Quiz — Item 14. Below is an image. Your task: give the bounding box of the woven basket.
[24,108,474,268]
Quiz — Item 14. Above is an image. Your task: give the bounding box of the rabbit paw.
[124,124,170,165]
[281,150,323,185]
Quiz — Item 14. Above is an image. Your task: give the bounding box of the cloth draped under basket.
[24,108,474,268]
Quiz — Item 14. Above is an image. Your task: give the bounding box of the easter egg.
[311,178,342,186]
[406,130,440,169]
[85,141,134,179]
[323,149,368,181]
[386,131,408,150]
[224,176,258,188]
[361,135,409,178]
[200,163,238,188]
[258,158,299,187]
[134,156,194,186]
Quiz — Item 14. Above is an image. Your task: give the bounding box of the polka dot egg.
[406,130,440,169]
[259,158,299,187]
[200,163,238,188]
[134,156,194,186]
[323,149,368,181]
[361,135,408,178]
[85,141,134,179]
· · · ·
▸ Task brief:
Write out the entries in full, exactly as given.

▸ Expected answer:
Quiz — Item 14. Below is an image. Your task: give the bounding box of the woven basket.
[24,108,474,268]
Quiz — Item 14. Above is an image. Your task: give the bounding box of the rabbit paw.
[124,124,170,165]
[281,150,323,185]
Quiz — Item 14. Above is an image. Your task: give the bounding box of the cloth draped under basket.
[24,108,474,268]
Quiz — Item 14. Above is an image. Your task: give the bounding box of the easter egg.
[311,178,342,186]
[406,130,440,169]
[85,141,134,179]
[323,149,368,181]
[386,131,408,150]
[224,176,258,188]
[361,135,409,178]
[200,163,238,188]
[258,158,299,187]
[134,156,194,186]
Quiz — Item 14. Above is an image. Your task: give the bounding box of the polka dot egg.
[406,130,440,169]
[259,158,299,187]
[200,163,238,188]
[134,156,194,186]
[323,149,368,181]
[361,135,408,178]
[85,141,134,179]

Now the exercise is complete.